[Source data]
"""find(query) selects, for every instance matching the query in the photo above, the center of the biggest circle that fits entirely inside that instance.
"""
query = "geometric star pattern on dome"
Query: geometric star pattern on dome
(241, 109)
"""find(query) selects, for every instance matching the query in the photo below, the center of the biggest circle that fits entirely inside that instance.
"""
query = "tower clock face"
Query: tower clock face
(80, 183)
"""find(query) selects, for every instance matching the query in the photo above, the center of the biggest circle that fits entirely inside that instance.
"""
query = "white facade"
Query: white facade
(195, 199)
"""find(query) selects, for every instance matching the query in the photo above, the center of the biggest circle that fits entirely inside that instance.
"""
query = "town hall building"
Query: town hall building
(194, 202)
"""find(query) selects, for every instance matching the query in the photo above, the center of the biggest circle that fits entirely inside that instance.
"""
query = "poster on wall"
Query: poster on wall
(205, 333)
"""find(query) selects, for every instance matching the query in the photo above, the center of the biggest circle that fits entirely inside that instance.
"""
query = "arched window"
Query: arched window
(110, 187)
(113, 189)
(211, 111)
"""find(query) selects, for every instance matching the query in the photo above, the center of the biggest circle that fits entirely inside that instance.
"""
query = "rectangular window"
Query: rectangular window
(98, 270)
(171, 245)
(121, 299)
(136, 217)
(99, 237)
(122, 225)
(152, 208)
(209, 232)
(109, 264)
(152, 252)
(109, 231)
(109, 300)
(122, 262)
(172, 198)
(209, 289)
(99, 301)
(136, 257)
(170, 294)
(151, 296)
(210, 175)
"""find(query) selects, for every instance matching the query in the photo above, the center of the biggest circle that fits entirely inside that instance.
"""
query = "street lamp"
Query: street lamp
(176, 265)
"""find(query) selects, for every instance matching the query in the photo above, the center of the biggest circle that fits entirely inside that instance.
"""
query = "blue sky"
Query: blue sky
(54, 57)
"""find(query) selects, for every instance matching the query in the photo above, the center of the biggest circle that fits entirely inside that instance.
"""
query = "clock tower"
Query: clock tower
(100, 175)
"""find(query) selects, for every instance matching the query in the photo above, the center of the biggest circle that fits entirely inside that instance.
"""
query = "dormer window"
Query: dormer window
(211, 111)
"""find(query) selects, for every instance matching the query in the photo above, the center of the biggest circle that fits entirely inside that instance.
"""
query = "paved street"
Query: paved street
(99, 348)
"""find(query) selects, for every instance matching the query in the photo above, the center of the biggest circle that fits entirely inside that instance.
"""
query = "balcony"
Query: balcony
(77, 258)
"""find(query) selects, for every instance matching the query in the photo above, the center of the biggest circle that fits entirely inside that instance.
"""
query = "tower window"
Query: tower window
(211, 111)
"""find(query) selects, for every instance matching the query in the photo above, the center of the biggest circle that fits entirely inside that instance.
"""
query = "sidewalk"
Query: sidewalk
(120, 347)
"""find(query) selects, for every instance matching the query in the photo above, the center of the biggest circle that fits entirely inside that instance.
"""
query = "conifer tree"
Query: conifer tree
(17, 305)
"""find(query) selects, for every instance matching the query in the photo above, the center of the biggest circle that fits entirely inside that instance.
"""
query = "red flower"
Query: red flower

* TASK REQUIREMENTS *
Pick out each line of the material above that contains the word "white", and copy those lines in the order they appear.

* RESULT *
query = "white facade"
Query: white facade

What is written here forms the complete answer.